### Aim
Copy out the listing below word for word, starting from its first line and ending with the line that contains "[668,639,800,763]", both included.

### Records supplied
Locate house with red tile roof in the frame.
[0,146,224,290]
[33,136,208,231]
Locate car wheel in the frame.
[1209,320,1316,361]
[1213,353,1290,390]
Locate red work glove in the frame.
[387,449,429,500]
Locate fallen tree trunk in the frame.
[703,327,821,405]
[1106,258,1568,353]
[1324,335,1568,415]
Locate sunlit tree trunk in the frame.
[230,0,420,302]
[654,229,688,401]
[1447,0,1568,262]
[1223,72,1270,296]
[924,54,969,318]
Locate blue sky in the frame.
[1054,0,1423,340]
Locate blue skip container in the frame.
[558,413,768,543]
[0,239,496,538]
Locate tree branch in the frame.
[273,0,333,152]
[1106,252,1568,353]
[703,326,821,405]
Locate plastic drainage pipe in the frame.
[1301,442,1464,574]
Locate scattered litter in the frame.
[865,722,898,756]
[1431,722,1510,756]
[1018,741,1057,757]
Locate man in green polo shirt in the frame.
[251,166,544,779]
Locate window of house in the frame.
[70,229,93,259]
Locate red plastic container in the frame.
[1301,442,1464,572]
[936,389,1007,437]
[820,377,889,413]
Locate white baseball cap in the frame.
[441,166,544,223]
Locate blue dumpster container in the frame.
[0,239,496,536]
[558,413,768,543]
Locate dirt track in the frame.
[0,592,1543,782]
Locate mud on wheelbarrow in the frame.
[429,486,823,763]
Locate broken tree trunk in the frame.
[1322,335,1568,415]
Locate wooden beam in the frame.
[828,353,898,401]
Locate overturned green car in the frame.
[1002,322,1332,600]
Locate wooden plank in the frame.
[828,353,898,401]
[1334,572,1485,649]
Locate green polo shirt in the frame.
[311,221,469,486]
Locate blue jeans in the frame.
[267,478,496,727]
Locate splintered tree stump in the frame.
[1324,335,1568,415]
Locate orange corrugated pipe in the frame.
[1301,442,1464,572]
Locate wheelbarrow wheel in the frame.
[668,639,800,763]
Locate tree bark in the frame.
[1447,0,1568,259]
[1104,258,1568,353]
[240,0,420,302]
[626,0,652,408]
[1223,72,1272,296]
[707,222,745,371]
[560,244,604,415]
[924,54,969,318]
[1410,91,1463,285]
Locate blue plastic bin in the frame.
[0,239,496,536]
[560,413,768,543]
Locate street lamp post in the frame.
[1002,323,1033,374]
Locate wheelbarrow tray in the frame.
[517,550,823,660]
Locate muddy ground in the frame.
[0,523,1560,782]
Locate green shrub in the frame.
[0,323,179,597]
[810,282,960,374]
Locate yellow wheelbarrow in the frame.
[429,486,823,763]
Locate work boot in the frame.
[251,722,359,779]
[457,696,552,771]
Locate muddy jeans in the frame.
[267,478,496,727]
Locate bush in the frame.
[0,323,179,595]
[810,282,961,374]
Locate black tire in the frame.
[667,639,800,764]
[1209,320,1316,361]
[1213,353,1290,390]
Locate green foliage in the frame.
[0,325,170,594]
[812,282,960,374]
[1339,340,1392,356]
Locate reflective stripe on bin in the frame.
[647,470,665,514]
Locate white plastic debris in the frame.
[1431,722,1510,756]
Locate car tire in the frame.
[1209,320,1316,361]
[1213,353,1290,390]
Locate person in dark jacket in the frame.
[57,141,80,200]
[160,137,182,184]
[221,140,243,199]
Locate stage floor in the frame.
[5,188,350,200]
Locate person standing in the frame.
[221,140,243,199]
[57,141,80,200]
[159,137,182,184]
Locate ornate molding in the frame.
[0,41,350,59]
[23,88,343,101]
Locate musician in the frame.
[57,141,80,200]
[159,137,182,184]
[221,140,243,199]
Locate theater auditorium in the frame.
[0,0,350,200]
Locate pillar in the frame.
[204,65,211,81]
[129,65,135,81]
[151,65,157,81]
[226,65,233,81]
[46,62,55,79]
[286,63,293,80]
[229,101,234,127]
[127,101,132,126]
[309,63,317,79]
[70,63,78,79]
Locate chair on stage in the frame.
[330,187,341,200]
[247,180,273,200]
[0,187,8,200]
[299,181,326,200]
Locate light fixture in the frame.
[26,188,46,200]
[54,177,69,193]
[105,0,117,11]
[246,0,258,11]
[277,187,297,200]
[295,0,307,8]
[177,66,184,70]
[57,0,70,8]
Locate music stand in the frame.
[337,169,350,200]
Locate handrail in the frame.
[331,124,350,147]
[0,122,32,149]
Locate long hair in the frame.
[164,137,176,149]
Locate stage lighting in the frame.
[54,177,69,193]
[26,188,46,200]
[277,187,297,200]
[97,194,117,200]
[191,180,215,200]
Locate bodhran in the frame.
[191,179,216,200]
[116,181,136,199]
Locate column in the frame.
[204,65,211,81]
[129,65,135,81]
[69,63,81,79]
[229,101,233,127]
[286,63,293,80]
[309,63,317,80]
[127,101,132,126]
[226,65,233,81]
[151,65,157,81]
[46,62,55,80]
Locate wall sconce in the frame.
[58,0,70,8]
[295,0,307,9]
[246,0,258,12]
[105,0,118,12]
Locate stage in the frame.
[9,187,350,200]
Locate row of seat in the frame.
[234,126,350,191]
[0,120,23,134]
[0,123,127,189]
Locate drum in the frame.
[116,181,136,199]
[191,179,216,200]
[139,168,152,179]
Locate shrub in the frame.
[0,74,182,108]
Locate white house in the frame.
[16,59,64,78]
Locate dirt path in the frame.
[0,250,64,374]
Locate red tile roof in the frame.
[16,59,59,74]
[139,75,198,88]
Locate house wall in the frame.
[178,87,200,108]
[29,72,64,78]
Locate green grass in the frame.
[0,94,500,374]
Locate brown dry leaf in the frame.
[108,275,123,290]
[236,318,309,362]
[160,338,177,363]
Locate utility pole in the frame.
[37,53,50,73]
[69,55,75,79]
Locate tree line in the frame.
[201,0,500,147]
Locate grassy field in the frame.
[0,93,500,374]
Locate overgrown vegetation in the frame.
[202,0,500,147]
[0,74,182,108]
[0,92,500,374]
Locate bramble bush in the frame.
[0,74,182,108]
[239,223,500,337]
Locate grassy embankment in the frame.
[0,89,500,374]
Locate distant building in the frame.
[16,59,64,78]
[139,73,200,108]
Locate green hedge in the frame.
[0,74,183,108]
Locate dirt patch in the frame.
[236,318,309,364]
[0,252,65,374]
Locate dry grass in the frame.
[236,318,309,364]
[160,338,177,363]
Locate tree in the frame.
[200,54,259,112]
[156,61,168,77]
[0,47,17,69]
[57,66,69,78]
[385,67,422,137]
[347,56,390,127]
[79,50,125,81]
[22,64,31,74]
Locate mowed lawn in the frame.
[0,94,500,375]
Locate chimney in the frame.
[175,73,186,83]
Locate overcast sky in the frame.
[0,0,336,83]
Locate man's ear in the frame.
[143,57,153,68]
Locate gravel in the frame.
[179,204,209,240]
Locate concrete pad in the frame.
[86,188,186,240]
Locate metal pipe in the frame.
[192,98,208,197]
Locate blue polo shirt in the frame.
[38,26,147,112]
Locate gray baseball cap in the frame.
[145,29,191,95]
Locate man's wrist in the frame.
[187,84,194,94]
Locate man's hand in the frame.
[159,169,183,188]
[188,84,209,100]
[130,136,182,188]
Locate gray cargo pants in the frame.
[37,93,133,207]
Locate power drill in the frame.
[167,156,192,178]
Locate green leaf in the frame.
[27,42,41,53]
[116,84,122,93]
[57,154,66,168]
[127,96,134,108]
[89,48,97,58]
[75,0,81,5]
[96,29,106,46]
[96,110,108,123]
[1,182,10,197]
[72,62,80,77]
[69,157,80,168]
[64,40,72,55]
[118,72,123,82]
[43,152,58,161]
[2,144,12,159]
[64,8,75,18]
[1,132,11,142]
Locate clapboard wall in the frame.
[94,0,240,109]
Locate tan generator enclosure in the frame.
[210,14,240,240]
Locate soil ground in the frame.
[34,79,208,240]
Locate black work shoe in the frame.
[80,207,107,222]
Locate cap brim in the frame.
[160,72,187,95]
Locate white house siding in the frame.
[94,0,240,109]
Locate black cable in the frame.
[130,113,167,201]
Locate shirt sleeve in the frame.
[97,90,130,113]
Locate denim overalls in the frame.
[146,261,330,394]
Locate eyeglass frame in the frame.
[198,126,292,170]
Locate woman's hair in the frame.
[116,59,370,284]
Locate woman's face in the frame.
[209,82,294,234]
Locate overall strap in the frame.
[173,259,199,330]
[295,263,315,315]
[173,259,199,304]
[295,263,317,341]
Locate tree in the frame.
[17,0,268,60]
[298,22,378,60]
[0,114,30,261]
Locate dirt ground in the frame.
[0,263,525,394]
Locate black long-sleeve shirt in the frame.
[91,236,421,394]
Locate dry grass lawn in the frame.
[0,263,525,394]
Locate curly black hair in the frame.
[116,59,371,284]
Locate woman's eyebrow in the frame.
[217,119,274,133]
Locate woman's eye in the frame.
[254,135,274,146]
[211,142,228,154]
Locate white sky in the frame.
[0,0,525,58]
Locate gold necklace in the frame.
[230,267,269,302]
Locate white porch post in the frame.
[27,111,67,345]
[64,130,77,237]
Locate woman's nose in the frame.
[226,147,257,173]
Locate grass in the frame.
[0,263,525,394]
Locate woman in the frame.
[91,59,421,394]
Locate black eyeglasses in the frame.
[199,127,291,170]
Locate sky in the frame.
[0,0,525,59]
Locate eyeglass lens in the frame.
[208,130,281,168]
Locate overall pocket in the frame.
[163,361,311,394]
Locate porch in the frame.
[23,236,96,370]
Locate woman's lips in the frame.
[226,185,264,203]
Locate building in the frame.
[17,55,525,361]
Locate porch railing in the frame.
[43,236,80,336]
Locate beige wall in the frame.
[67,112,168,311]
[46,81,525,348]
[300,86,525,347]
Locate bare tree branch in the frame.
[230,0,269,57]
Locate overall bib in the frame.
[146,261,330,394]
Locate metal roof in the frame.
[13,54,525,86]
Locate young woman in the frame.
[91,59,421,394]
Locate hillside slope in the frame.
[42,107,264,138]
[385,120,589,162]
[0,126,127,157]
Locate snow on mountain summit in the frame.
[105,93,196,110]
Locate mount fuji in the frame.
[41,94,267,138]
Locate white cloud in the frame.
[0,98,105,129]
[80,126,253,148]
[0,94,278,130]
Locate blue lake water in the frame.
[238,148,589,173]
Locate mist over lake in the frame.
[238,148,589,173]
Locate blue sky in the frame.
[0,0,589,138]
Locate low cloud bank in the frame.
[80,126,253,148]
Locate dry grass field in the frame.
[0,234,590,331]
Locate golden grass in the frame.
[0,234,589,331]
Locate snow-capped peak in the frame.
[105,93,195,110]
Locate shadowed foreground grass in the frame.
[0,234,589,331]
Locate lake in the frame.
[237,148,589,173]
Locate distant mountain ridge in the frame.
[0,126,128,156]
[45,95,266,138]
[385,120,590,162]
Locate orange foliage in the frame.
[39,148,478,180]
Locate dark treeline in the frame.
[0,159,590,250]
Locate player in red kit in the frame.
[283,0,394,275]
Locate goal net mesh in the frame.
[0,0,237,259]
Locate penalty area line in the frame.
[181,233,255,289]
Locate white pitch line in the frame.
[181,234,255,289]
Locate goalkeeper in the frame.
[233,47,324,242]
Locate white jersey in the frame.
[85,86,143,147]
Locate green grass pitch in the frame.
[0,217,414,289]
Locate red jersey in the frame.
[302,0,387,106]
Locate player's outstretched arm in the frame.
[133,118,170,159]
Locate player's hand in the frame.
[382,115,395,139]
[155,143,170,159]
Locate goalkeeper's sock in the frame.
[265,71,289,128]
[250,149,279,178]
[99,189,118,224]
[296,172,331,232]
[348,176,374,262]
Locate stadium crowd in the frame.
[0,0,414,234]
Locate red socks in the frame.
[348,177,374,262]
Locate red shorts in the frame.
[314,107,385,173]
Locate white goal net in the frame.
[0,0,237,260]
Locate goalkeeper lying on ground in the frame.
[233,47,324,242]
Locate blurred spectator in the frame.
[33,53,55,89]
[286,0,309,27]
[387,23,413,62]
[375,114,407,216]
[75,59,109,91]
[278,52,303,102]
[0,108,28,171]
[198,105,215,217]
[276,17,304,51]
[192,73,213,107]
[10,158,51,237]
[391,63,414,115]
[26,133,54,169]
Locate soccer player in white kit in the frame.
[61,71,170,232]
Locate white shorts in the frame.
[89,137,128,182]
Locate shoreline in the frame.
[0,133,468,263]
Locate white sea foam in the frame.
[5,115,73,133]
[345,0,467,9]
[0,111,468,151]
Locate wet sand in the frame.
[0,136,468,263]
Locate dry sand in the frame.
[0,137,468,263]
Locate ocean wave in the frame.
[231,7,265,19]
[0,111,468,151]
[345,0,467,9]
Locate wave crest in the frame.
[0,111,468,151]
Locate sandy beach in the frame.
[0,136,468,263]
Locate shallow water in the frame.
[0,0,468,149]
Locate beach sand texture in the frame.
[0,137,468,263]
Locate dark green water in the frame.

### Problem solution
Locate house with red tile roof in the frame.
[0,146,224,290]
[33,136,208,231]
Locate car wheel in the frame.
[1209,320,1316,361]
[1213,353,1290,390]
Locate red work glove in the frame.
[387,449,429,500]
Locate fallen tree trunk in the frame.
[703,327,821,405]
[1106,258,1568,353]
[1324,335,1568,415]
Locate sunlit tree trunk in the frame.
[230,0,420,302]
[654,229,688,401]
[1447,0,1568,262]
[1223,72,1270,296]
[924,54,969,318]
Locate blue sky in the frame.
[1054,0,1423,340]
Locate blue skip container in the frame.
[558,413,768,543]
[0,239,496,538]
Locate tree branch in the frame.
[273,0,333,152]
[1106,252,1568,353]
[703,326,821,405]
Locate plastic drainage pipe in the frame.
[1301,442,1464,574]
Locate scattered litter in the frame.
[865,722,898,756]
[1431,722,1510,756]
[1018,741,1057,757]
Locate man in green polo shirt in the frame.
[251,166,544,779]
Locate window of house in the frame.
[70,229,93,259]
Locate red plastic container in the frame.
[1301,442,1464,572]
[936,389,1007,437]
[820,377,889,413]
Locate white baseball cap in the frame.
[441,166,544,223]
Locate blue dumpster container in the frame.
[0,239,496,536]
[558,413,768,543]
Locate dirt track in the frame.
[0,592,1543,782]
Locate mud on wheelbarrow in the frame.
[429,486,823,763]
Locate broken tree trunk in the frame.
[1322,335,1568,415]
Locate wooden beam in the frame.
[828,353,898,401]
Locate overturned green car in the frame.
[1002,322,1332,600]
Locate wooden plank in the frame.
[828,353,898,401]
[1334,572,1485,649]
Locate green polo shirt in the frame.
[311,221,469,486]
Locate blue jeans in the frame.
[267,478,496,727]
Locate splintered tree stump in the frame.
[1324,335,1568,415]
Locate orange corrugated pipe in the frame.
[1301,442,1464,572]
Locate wheelbarrow wheel in the frame.
[668,639,800,763]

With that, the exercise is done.